• [Exercise instructions]: Return each line of the listing below, unchanged, and omit the images.

• [Collection entries]:
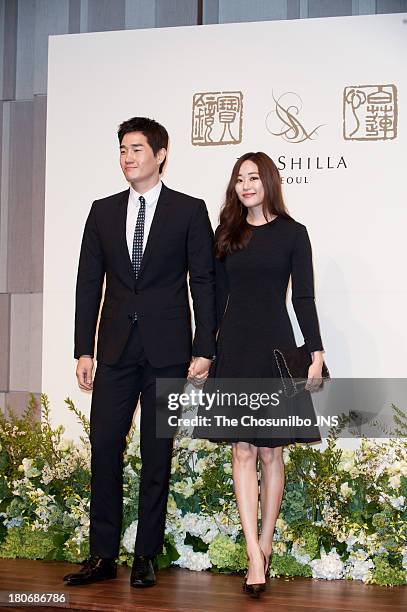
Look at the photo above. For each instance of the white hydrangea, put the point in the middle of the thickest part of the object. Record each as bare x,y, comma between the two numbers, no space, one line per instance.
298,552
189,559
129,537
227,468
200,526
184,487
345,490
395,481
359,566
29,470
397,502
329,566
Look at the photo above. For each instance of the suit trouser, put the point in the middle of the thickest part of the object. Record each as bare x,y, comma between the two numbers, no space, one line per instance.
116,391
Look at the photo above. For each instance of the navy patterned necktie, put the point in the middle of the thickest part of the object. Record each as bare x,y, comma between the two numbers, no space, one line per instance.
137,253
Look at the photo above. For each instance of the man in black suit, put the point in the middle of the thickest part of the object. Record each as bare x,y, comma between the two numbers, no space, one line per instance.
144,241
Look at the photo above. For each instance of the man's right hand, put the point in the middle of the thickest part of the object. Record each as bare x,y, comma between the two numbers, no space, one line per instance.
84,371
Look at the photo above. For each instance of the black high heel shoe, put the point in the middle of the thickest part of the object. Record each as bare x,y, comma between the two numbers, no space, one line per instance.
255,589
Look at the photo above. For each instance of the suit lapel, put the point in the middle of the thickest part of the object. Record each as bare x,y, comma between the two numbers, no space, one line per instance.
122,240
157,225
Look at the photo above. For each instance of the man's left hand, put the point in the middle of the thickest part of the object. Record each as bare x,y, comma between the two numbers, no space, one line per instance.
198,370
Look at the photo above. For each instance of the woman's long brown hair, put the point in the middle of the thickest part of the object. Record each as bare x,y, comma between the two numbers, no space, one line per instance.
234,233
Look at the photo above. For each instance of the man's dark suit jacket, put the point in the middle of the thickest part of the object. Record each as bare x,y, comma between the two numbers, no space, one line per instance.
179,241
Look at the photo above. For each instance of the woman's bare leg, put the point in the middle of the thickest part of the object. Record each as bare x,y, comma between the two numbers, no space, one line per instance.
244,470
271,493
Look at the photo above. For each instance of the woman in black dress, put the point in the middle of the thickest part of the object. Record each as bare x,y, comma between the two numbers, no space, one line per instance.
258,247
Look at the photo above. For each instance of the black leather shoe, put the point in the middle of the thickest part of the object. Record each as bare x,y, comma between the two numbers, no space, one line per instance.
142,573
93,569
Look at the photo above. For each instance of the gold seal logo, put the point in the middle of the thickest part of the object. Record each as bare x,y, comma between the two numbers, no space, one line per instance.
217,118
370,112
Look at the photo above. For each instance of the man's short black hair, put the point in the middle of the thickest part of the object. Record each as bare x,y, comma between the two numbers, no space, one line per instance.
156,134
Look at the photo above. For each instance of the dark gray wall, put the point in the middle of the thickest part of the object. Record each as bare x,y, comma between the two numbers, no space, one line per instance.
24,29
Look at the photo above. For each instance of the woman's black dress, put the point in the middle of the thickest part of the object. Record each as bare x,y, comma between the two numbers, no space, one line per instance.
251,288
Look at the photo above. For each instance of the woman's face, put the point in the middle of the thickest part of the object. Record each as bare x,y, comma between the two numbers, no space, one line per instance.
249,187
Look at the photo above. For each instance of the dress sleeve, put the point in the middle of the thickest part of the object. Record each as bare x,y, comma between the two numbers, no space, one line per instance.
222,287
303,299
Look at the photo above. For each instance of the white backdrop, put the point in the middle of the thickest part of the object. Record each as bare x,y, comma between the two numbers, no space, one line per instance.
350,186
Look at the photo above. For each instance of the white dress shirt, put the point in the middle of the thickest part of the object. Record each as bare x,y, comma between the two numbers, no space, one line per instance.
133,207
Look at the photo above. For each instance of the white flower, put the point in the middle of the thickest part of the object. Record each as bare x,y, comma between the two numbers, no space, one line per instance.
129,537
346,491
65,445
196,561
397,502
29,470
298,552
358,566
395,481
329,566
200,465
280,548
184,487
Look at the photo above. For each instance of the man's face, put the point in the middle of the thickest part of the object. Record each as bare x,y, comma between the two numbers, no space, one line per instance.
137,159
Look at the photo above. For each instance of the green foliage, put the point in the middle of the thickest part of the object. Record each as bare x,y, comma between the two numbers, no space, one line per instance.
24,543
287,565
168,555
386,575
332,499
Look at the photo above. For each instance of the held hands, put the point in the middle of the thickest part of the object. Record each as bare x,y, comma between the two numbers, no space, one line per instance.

• [Result below]:
Look at the photo above. For each instance of the white hydrangea, put the point in the middle of the thickest part of the object. Record each as bare x,y, comma between the two numbers, no space, one line per instance.
298,552
189,559
129,537
227,468
200,526
184,487
345,490
395,481
359,566
29,470
397,502
329,566
Look at the photo above. For each instance of the suit trouser, put the point in the middle of the thickest part of the object. Record each as bare x,y, comma between the two numbers, no space, one line per instance.
116,391
Look at the photo above. For each instance of the navy patterned necktie, put the point in the middle of the thickest part of the object. Record each as bare x,y, comma between the two numbers, no space, one line per instance.
137,253
Look at the photo above. For each instance of the man in black suit, put the point in the middle of the thickest part of the object. Record each as bare x,y, comma between the two numbers, no space, one line per instance.
144,241
Look at the photo above. For each instance of the man's right hand, put the point in the middle of the thickest part of the object. Record each as bare x,y, comma between the two numbers, no space, one line per instance.
84,371
Look at the photo above. For each instance of the black high heel shoe, put the point in the middle of the thickest part of the object. Record each as bare x,y, comma between the two numbers, no space, one line per instance.
255,589
Look at the photo above. For each instance of the suit lapel, put the point in the middle of the thickest part of the object. Record each as bare x,y, comma between the two numbers, no space, one line per instance.
122,240
157,225
Look at the photo above. For each instance of the man's left hand, put the point in the middle of the thickest part of the object. Record each as bare x,y, comma between the two numbers, no space, one line per instance.
198,370
Look at the photo above. For each instance of the woman's long brown hair, put the point in the middle of the thickest part of the object. Record each as bare x,y, comma between the two numbers, no space, one line per instance.
234,233
Look at the photo above. For each instance of the man's dark suit jacket, put the point in the middle of the thickest part of the object. Record each as bare x,y, comma between the two numbers, no space, one line per instance.
179,241
Look at the photo above. For each instance of the woman's bare leg, put the point in the middle of the thickest part of the object. Record each as bare x,y, comma between the two numbers, no space, one line per instance.
244,470
271,493
Look at the photo above. For each instance of the woman in black dress, put the point in the middle of the thickest part of the object. Record each as bare x,y, comma between the two numbers, no space, one line per instance.
258,247
Look at the photo above. For each instance of the black leather shoe, put the point in the middle of the thickest part of the object. Record each as bare x,y, comma between the two numbers, no space, one line per instance.
142,573
93,569
Look at the photo above. For each instance of the gold seal logo, put the point in the middle of the thickest part of the object. Record each as bare x,y, comma between the two numbers, no space, one line per instance.
217,118
370,112
Look at the photo above. For each instance of the man's short black hair, put the point in the middle of the thickest part of the object. Record each as bare x,y, comma between the two numbers, no space, one line per instance.
156,134
Look at the photo above. For each instance of the dark gray wall, put the point in the middle of the thickest part of the object. Record each as bare x,y, comma between the two numbers, no space, one line per instance.
24,29
Look at the photo above. For each instance of the woman's black dress, put the point in the middle of the thickest part of the object. Record each as bare x,y, comma between the two numbers, no space, one line per instance.
251,288
Look at the photo above. For each instance of the woman's face, put the point in the middle of the thickest part of the object. Record each as bare x,y, comma between the two numbers, no space, one line per instance.
249,187
Look at the photo above. For each instance of the dress sleeve, put the point in the middle of the thickest part of the object. Record each as bare x,y, comma between the two numbers, no space, one line per instance.
222,287
303,299
Look at the photo above. For each instance of the white backdrop, put the point in the middle of the thickest part of the object. Record each as bare x,y, comma between the two numbers, no space, one line per instance.
350,186
Look at the photo above. For each instance of the white dress shirt, put the point in the middle of the thickest part of the object. Record each as bare x,y, comma between the two numbers, no space, one line per instance.
133,207
Look at the photo above. For each instance of the white flower, put the point in the middle of the thickest part of the object. Record each as bare x,y, comma between the two numbers, no space, one line per instance.
129,537
346,491
65,445
196,561
397,502
29,470
298,552
358,566
395,481
329,566
200,465
280,548
184,487
Look at the photo above. For each instance of the man's face, put the point in the middle of the thickest part of the object. Record each as bare x,y, comma between the two numbers, no space, one line per instance.
137,159
Look at the photo above. For each instance of the green foliage, put the point in the middle of the thickest part of the object. Record each as bare x,y, comma between the two numbers, no space, one line per instance.
24,543
287,565
168,555
386,575
332,499
Look at the photo above. For each instance of the held hands, put the point in the middle of the thickest part of the object. Record each as bare x,y, comma between the two numbers, no space, one line per instance.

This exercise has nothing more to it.